1973年1月14日、ハワイで行われた、クイ・リー癌基金のためのチャリティ・コンサートのイントロダクションで、エルビス・プレスリーはステージからファンに向かってこう語りかけた。
「今日のコンサートは、癌の基金を集めに協力しております。
5,000、いや25,000ドルを募金の目標額にしておりましたが、何と75,000ドルも集まりました。
皆さん、ありがとうございました。」
君を忘れない
終わることのない夏が過ぎても
一人になると とても寂しくなるだろう
君のことだけを想いながら生きていくんだ
そして忘れないだろう
夏の暖かいそよ風のような君の声を
君の優しい笑い声の聞こえる朝を
いつも君を思い出すだろう
コーラス
いつか君の腕の中に
もどってこよう
その時まで
そして忘れないだろう
ふたりで願いを込めた明るい星を
私をいつも愛し忘れないと
約束してくれたあの星を忘れない
この切ない歌詞のメレを書いたのはクイオカラニ・「クイ」・リー。
1960年代のシンガー・ソング・ライターだ。
1932年7月31日、中国の上海で生まれた彼はスコットランド、ハワイ、そして中国の血を引いていた。
母親のエセルが5歳の時に亡くなると、父親のビリー・リーは彼をハワイへと連れ帰り、カメハメハ・スクール(ハワイの血を引く子供たちの教育のために設立された私立校)へと入れた。

◆ **提供データ**
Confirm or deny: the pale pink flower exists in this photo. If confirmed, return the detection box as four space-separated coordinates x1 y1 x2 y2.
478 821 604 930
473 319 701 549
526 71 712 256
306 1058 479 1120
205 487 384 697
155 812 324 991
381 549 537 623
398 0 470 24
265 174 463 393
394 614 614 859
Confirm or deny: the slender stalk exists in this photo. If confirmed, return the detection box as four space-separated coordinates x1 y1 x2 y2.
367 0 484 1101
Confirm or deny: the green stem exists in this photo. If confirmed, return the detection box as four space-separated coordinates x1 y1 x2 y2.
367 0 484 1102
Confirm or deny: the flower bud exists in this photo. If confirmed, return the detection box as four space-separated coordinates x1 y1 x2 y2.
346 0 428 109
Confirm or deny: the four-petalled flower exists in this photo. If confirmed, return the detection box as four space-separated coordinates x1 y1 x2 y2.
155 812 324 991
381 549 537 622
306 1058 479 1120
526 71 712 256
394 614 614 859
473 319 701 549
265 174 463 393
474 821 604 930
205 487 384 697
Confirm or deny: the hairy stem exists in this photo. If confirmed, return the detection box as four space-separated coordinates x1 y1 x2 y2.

◆ **指示 A**
クイ・リーに関する文章によると、クイ・リーはどこで生まれたか。
◆ **指示 B**
クイ・リーに関する文章を、最後の文の直後から書き継いでください。

◆ **回答 A**
中国の上海です。

◆ **回答 B**
後に、ハワイアン音楽を演奏して世界中を回る彼が、妻となるフラダンサー、ローズ・フランセス・ナオネ・レイナニにあったのはニュー・ヨークのレキシントン・ホテルだった。
リーがナイフ・ショウの振付師兼ダンサーとして働いているときだった。
そして、ハワイへ戻った二人は、ワイラナ、マヘアラニ、マイレとキモの4人の子供をもうけている。
世界的なヒット曲、「タイニー・バブルス」で有名なドン・ホーはクイのデビューに大きくかかわっている。
1961年、二人はドン・ホーの母親が経営するクラブ、カネオヘの「ハニーズ」で出会った。
ドン・ホーはリーがこのヒットソングを見せてくれた夜のことを思い出してこう語っている。
「彼は『アイル・リメンバー・ユー』という曲を持ってやってきた。
私は一晩、彼と付き合って、彼がこの曲にこめた思いを理解しようとした。
翌日、クラブで曲のアレンジを書き上げた。
その夜、私はクラブでこの曲は友だちの書いた曲として紹介をした。
当時、クイ・リーは咽頭がんを患っていたため、私が歌ったのだが、その夜のことは忘れられない。
だれもかれもが涙を浮かべていた。
それから、クイを観客に紹介した。
彼はステージに上がって来て、歌った。
その場にいた人々は本当に泣いていた。
その後の彼については、皆の知っている通りだ。」
「ミスター・タイニー・バブルス」と呼ばれたドン・ホーがこの曲をレコーディングしたことによって、クイ・リーは一躍有名人となった。
1966年12月3日、クイ・リーは34歳の若さでリンパ腺の癌のため、メキシコのティファナで亡くなった。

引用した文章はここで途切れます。